Will you restate verbatim the lines running from the line with "Would you kindly locate the beige stone" to the end of the data, leaving out everything else?

(Items from a dataset)
..............................
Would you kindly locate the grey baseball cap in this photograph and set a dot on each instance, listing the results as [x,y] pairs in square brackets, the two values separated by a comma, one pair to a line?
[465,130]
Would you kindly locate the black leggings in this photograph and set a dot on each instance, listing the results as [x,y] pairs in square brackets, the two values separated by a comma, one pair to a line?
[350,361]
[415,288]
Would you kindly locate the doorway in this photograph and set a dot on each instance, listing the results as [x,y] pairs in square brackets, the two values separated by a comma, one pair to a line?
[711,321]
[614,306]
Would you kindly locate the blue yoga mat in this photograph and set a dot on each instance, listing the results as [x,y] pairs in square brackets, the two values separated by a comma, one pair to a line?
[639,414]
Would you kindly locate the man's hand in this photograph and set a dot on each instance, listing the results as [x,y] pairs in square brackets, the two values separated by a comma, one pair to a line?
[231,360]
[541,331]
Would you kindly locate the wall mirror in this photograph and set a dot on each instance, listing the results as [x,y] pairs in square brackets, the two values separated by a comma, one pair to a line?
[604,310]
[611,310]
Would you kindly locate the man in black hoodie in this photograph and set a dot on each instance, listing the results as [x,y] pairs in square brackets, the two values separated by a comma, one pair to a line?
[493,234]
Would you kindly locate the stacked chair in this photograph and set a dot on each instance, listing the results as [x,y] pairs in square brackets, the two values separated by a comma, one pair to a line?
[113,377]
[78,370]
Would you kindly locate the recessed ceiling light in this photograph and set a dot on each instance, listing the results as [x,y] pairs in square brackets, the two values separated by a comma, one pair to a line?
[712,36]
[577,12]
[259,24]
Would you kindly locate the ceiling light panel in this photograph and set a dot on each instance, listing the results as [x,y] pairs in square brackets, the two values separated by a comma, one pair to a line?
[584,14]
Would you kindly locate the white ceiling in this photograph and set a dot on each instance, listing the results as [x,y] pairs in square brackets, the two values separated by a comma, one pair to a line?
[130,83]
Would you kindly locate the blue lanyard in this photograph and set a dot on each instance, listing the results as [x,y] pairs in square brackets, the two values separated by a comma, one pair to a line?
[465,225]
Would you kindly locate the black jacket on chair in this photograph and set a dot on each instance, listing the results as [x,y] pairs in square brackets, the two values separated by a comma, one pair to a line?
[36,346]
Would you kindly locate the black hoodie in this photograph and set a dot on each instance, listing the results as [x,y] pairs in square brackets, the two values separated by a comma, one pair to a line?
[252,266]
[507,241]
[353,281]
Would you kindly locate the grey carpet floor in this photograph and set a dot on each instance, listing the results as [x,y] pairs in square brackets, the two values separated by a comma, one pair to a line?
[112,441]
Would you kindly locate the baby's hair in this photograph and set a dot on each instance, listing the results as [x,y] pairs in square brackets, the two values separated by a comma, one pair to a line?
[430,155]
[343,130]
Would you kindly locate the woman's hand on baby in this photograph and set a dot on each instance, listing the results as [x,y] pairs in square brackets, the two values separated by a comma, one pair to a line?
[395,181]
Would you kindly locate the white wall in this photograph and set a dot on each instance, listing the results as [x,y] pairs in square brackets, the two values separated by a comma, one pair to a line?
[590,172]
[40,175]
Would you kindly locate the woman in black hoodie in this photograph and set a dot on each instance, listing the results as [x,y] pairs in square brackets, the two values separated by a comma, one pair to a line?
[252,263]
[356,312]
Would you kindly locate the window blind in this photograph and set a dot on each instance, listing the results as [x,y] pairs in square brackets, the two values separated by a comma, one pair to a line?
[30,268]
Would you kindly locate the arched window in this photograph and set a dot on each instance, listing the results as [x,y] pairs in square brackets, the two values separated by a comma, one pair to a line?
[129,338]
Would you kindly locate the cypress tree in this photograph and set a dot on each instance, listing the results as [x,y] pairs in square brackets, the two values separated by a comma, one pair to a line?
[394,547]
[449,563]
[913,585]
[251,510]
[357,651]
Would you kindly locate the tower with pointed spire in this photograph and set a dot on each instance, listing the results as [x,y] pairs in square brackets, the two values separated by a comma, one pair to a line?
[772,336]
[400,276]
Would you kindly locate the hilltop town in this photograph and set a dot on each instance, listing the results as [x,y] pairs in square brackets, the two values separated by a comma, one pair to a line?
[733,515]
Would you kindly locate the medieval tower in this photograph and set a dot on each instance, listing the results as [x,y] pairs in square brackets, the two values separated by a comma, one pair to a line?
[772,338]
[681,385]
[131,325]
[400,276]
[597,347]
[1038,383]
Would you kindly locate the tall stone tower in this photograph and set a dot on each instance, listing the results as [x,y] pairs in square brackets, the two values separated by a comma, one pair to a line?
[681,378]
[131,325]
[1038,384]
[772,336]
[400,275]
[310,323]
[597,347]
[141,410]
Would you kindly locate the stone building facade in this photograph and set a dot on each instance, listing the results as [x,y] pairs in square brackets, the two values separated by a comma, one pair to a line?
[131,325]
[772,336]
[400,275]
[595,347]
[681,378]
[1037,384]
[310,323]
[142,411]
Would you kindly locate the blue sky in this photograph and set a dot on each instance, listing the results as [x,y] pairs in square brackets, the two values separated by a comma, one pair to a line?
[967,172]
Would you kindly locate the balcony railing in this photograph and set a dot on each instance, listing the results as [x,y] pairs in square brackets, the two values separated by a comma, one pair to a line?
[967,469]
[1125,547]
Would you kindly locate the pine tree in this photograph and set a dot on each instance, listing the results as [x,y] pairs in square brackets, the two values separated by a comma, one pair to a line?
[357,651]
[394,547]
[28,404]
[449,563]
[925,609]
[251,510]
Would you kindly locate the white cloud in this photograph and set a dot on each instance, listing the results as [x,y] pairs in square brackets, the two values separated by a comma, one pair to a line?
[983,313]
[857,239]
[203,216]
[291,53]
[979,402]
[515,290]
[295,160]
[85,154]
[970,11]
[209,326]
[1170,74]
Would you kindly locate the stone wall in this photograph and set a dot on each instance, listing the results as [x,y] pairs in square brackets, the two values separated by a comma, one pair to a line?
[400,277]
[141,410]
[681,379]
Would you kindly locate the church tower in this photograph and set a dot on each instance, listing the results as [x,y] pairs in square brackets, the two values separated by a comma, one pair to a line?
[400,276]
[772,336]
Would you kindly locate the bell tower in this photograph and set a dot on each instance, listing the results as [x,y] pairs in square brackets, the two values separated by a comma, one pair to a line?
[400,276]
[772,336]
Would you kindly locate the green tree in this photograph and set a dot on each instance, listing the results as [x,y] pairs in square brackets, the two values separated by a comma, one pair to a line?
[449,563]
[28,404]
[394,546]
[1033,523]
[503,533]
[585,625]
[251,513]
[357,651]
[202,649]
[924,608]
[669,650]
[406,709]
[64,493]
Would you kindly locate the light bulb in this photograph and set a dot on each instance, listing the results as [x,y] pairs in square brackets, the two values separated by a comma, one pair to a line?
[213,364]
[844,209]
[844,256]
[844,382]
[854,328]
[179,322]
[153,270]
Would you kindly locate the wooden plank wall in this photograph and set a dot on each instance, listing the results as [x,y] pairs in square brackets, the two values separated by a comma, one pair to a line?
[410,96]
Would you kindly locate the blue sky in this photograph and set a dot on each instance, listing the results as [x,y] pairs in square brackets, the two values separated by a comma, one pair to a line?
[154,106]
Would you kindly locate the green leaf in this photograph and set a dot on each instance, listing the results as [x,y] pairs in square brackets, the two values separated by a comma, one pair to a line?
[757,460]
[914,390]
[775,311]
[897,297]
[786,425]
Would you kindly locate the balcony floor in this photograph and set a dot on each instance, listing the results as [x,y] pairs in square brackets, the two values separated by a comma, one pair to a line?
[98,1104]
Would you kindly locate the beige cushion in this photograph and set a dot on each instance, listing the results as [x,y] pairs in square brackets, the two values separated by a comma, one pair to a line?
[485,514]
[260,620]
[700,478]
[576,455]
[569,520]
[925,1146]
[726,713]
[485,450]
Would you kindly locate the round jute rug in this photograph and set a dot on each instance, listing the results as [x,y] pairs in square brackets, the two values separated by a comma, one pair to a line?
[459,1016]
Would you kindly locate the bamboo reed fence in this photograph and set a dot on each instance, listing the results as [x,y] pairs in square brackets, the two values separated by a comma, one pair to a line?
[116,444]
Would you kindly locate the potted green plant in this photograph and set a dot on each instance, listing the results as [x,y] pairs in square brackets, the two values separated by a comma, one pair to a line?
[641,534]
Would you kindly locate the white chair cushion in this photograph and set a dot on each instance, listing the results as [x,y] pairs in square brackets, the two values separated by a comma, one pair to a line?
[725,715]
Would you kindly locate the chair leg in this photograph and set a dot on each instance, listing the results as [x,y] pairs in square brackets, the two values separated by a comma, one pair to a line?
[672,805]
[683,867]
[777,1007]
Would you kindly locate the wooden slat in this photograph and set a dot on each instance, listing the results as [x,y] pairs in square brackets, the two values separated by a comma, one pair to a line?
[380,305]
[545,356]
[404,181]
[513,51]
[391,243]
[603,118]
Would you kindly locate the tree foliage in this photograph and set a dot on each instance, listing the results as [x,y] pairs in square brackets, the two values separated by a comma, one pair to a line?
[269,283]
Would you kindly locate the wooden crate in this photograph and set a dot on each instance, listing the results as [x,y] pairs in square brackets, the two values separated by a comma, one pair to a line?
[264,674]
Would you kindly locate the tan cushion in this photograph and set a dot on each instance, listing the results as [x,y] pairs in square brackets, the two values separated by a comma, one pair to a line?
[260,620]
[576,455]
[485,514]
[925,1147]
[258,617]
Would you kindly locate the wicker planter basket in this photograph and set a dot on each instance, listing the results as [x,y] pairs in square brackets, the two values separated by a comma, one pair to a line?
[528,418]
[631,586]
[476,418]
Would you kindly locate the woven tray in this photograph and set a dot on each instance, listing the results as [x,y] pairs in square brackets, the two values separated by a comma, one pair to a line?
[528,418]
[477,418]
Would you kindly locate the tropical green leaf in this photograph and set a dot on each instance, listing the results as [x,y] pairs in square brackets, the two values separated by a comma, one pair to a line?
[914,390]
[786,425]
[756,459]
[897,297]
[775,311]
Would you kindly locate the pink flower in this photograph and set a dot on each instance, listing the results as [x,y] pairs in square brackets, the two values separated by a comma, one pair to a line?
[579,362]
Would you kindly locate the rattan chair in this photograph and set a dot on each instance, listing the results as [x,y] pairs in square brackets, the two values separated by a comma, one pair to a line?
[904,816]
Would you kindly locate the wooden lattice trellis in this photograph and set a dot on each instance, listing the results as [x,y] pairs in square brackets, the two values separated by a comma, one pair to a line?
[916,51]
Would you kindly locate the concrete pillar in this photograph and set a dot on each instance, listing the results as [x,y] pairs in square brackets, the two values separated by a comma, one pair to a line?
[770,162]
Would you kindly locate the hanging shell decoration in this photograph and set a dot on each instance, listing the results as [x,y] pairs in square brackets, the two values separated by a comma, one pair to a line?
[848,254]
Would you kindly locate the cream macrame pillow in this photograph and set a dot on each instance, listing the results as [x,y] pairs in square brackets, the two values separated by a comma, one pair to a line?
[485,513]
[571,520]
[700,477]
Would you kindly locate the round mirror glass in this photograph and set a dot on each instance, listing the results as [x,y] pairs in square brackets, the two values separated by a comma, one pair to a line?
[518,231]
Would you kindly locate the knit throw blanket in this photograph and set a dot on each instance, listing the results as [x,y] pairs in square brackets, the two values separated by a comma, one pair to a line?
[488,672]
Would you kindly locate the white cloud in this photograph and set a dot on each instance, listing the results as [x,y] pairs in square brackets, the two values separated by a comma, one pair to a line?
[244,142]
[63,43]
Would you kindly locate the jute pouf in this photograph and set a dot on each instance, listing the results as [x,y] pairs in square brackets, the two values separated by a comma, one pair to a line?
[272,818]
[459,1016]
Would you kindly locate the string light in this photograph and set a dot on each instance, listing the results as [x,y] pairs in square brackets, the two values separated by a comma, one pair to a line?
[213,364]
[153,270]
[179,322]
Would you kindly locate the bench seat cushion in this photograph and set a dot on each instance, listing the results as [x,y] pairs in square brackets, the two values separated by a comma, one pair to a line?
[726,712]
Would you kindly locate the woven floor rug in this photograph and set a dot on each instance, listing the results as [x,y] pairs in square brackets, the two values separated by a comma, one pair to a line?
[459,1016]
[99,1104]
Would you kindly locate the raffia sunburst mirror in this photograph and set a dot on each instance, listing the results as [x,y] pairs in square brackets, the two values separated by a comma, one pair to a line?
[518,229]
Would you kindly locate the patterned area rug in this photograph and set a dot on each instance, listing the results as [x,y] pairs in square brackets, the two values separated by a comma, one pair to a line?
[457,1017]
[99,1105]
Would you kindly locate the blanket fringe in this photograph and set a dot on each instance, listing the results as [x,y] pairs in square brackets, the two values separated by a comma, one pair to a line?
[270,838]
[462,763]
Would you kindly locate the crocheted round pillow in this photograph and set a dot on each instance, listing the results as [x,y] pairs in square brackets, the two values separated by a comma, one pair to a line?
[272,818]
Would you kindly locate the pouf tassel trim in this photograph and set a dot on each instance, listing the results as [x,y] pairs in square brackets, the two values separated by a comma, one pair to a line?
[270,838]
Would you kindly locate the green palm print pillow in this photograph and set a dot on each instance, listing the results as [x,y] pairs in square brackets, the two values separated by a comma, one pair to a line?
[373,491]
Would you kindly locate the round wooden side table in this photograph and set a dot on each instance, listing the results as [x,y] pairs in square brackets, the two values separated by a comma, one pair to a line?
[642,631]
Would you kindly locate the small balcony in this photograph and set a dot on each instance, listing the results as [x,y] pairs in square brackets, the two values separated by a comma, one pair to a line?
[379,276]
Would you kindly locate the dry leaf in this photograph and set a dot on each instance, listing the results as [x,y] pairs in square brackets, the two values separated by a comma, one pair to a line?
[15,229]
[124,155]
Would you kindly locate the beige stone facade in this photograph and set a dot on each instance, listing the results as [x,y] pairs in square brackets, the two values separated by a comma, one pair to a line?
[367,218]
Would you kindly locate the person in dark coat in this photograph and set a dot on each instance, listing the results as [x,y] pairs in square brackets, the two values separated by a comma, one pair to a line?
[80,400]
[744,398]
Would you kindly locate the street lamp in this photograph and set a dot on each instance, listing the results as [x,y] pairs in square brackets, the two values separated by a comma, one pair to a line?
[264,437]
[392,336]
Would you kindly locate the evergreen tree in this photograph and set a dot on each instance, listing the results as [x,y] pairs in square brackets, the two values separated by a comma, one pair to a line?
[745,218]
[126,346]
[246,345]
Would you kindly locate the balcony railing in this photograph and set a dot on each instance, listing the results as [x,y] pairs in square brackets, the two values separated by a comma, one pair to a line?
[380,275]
..............................
• _Solution for this task_
Would you kindly locate the beige stone facade in this photograph and set a dot on each instance, listing the results as [x,y] pairs in square brackets, the two values separated by a comma, one pair to a line?
[367,218]
Would you kindly locate the person in dark coat in this photograph and set a dot on each instance, listing the results as [x,y] pairs in square brackets, the two values separated by a comma, one pair to a line?
[80,400]
[744,398]
Would you kindly locate the street lamp in this photograph and set a dot on each instance, listing the results as [x,y] pairs in square brackets, the two values separated by a comma, one pair to a line?
[264,437]
[392,336]
Would you kindly locate the evergreen tree in this photograph and set a dot on each instance, listing the results as [x,y] pairs in square brackets, the two values separated by a comma, one pair to a line?
[745,218]
[126,346]
[246,345]
Would you kindly locate the balcony railing in this photograph and set a dot on each instance, listing the results as [x,y] pairs in square brackets, the two values separated by a comma, one pair to a line?
[380,275]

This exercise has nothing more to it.